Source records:
+++

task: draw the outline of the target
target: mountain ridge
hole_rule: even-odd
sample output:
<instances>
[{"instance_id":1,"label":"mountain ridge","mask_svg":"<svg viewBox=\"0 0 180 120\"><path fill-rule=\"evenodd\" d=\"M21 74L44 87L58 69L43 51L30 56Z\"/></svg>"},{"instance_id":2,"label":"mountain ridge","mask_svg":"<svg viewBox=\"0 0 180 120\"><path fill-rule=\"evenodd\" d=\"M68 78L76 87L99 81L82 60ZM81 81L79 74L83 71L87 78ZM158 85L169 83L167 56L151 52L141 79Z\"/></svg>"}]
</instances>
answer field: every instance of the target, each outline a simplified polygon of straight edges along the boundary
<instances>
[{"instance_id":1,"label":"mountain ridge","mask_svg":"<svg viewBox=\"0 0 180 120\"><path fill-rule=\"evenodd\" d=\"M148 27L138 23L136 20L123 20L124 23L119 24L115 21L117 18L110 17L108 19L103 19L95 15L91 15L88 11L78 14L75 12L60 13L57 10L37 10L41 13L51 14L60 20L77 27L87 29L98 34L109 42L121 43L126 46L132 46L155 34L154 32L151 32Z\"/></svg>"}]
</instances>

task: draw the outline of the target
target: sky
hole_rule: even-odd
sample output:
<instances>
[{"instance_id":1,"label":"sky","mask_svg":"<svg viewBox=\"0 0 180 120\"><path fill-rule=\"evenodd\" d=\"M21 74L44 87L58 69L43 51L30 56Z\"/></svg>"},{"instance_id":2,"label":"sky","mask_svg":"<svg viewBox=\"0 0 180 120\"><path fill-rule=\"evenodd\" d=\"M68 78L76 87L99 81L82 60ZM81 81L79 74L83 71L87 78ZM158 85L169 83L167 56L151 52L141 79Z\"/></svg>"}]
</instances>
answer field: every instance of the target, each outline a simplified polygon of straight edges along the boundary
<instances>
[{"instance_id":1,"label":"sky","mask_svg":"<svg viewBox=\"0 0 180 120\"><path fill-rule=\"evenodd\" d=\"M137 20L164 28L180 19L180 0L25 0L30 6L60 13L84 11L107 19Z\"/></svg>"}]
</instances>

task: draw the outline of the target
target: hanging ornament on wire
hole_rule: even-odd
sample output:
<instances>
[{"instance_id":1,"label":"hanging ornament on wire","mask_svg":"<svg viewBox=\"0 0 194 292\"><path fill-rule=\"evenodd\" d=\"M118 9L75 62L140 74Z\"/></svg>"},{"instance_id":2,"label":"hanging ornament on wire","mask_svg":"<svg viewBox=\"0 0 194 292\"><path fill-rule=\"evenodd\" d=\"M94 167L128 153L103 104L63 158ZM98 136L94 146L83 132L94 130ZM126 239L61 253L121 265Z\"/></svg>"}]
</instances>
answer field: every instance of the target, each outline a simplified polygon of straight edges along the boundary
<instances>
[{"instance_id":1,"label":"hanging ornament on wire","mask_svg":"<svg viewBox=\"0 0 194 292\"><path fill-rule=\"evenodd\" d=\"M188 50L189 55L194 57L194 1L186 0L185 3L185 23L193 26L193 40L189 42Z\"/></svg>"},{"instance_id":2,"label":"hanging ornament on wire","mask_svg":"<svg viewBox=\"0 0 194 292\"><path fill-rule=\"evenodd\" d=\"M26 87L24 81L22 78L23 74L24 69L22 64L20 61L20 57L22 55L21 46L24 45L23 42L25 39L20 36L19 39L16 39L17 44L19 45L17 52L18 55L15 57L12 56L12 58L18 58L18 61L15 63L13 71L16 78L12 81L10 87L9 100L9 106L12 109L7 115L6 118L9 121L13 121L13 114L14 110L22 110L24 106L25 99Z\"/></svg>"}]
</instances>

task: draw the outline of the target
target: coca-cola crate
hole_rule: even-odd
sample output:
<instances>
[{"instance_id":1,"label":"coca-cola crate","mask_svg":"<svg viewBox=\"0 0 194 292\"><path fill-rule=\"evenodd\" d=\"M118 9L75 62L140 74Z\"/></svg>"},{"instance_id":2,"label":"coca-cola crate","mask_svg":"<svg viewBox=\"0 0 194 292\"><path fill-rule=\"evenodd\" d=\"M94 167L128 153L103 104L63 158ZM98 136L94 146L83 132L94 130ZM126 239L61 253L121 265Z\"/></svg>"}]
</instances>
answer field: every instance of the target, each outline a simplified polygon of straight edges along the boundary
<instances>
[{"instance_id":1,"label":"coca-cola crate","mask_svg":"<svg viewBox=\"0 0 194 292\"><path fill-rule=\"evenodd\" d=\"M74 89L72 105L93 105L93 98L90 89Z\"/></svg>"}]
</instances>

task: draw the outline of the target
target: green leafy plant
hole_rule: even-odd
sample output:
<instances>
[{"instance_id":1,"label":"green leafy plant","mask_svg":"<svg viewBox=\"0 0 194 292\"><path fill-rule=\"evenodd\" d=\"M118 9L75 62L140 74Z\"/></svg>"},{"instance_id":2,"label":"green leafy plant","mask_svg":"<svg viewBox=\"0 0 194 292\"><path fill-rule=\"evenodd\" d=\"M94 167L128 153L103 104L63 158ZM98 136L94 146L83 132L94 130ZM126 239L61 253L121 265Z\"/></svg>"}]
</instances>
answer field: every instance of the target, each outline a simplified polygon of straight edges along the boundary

+++

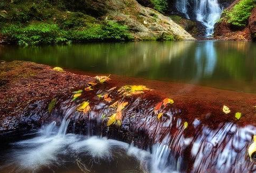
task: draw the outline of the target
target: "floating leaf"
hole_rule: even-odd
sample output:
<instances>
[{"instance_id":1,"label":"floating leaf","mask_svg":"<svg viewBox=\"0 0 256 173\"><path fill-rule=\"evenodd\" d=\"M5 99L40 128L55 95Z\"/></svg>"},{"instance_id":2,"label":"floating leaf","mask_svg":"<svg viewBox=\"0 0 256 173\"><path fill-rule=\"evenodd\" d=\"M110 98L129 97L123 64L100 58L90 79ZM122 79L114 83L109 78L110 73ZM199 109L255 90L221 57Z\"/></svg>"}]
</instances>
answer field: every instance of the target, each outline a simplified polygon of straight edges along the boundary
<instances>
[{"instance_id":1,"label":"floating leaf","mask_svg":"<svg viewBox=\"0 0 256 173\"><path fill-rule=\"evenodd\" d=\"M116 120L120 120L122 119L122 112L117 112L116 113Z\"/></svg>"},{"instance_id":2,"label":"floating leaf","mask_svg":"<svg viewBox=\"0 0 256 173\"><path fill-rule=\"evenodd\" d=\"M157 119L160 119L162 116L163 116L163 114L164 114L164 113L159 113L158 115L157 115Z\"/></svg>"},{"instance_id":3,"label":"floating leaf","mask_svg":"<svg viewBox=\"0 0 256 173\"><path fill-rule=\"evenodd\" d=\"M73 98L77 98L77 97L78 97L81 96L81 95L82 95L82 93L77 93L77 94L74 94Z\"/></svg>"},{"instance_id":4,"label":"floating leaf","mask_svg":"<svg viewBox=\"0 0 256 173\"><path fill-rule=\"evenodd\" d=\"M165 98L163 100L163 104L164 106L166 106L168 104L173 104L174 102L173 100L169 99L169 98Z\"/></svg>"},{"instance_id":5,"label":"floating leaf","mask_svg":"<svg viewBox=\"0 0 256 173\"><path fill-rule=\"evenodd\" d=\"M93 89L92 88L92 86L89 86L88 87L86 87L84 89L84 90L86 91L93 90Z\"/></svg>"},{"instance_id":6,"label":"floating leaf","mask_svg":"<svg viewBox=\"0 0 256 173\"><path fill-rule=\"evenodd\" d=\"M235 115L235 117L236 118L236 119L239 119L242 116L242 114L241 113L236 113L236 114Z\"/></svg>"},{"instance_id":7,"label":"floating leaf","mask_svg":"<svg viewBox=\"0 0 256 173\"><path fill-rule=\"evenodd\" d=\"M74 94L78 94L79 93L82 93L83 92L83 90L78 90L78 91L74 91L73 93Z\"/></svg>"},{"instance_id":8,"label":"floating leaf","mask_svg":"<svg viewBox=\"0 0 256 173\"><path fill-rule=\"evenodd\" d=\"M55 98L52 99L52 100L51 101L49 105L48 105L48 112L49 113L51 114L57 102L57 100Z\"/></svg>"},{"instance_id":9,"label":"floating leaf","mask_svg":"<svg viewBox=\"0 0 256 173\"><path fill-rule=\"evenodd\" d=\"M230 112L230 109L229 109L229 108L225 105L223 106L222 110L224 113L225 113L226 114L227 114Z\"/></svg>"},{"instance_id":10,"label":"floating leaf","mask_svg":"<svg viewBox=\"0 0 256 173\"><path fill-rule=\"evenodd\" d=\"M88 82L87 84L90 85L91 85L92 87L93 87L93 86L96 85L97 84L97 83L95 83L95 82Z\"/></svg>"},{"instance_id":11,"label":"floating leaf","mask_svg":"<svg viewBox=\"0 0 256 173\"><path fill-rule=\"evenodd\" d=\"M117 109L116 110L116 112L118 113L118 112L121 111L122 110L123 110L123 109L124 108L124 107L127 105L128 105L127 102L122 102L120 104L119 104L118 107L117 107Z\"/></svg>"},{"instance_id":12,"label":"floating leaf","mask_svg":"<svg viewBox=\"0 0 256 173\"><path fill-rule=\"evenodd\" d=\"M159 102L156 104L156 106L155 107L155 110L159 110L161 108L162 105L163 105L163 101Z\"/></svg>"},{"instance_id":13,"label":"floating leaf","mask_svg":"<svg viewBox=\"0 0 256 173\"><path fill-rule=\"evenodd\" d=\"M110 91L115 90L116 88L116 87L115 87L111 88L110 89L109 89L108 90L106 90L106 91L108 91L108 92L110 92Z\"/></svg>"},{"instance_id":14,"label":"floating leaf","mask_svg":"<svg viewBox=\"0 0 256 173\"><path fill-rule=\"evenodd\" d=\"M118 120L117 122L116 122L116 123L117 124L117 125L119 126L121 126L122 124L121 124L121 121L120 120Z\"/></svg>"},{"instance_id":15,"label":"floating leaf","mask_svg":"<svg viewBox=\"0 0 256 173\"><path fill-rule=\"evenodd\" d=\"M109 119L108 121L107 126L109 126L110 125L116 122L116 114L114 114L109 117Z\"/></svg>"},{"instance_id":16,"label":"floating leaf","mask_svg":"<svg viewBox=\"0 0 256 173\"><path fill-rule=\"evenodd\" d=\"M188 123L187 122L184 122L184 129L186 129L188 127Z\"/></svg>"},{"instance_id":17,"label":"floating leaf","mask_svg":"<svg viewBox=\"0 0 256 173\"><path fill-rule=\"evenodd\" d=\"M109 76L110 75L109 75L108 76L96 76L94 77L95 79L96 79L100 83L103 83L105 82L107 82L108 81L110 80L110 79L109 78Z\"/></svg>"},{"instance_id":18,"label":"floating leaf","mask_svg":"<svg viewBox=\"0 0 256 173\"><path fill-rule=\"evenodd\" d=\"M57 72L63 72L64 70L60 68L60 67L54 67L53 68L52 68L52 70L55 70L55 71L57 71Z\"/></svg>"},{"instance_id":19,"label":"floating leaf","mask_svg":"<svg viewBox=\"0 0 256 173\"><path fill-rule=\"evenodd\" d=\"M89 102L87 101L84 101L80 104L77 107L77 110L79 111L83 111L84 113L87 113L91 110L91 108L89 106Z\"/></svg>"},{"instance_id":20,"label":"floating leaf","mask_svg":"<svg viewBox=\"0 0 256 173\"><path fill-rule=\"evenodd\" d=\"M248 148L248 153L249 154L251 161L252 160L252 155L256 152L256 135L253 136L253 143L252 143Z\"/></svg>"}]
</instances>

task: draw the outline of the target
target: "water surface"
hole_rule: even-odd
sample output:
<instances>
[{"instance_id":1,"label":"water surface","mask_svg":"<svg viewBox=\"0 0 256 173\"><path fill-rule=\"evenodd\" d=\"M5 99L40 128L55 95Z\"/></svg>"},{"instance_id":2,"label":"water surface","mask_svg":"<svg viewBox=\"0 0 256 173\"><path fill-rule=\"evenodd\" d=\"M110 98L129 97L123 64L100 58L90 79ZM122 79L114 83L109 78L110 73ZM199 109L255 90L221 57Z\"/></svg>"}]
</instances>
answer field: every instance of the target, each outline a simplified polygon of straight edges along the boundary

+++

*Description of the task:*
Collect every line of the items above that contains the string "leafy". Treat the match as case-sensitive.

*Reply to the exercise:*
target: green leafy plant
[{"instance_id":1,"label":"green leafy plant","mask_svg":"<svg viewBox=\"0 0 194 292\"><path fill-rule=\"evenodd\" d=\"M118 9L75 62L140 74Z\"/></svg>"},{"instance_id":2,"label":"green leafy plant","mask_svg":"<svg viewBox=\"0 0 194 292\"><path fill-rule=\"evenodd\" d=\"M94 167L128 153L103 104L63 158ZM98 136L94 146L83 132L94 130ZM126 239L61 253L121 265Z\"/></svg>"}]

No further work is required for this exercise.